◆ **Instruction**
Exactly reproduce the lines from the one holding "Please mark every instance of the chimney stack" through the final line of the listing below, with both ends included and nothing else.

◆ **Record list**
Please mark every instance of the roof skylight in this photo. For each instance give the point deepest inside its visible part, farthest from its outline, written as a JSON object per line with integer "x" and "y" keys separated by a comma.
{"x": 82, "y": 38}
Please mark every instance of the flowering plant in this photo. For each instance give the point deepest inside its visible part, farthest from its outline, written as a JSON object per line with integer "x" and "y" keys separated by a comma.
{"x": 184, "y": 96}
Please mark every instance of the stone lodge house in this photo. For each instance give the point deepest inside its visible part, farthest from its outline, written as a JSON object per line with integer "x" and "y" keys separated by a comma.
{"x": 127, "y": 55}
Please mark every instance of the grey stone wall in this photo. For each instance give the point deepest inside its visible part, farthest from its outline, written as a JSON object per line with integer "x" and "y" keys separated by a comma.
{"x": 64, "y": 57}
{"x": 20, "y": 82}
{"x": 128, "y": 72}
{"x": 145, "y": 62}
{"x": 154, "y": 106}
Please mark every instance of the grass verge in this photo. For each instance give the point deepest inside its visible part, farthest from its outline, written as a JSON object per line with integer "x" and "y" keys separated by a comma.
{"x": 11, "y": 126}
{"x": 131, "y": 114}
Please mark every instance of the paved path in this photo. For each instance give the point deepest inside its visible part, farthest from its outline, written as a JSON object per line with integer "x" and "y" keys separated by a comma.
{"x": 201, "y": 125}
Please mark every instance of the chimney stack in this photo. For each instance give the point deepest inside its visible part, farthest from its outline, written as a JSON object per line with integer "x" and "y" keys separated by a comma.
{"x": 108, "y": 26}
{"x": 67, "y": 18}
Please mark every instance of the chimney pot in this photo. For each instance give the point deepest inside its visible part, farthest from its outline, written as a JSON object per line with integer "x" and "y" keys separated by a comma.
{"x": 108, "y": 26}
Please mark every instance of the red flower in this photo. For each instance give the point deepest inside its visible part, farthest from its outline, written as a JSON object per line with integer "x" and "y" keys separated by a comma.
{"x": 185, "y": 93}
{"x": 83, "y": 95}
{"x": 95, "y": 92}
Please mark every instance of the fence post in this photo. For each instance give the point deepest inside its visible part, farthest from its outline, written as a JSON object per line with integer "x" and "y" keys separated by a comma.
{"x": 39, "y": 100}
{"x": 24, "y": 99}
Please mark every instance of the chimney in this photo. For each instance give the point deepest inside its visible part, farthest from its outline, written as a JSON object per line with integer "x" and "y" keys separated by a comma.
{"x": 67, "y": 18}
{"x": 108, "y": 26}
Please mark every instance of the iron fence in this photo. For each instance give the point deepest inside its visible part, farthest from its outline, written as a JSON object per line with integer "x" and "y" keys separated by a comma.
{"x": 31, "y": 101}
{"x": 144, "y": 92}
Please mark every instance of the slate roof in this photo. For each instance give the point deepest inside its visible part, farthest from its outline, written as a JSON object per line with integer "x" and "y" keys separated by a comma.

◆ **Written reply**
Please mark every instance of the chimney stack in this photo. For each instance give the point deepest inside its visible part, farthest from its outline, written as a JSON object per line with integer "x" and "y" keys separated by a comma.
{"x": 108, "y": 26}
{"x": 67, "y": 18}
Please mark every instance of the chimney pot in this photo. For each instance give the point deepest inside its visible part, farthest from its outline, written as a JSON object per line with integer "x" and "y" keys separated by a comma.
{"x": 108, "y": 26}
Please mark every instance of the red flower in this photo. For each instance give the point deepest inside its visible part, farthest from its outline, written as a JSON object per line with integer "x" and "y" keys separated by a comma.
{"x": 185, "y": 93}
{"x": 83, "y": 95}
{"x": 95, "y": 92}
Please mark every instance of the fence post in this photo. For each instance give the point deepest inside its visible part, farthest from its outline, written as a JSON object per line with integer "x" and "y" keys separated by a comma.
{"x": 39, "y": 100}
{"x": 24, "y": 99}
Please mark every instance of the chimney in this photo. For each instance give the point deepest inside its visible part, farthest from its outline, written as a JSON object per line with integer "x" and "y" keys separated by a comma.
{"x": 67, "y": 18}
{"x": 108, "y": 26}
Please mark every instance of the iron fence in this photo. For each instance give the point deepest inside its visible part, farthest from its outline, written as a JSON object per line with integer "x" and "y" keys separated by a comma.
{"x": 31, "y": 101}
{"x": 144, "y": 92}
Please mark every instance of the slate roof in this photo. For each instance give the point deepest inside its visible part, farthest from its outline, written as a JSON object per line with integer "x" and "y" keys separated by a comma.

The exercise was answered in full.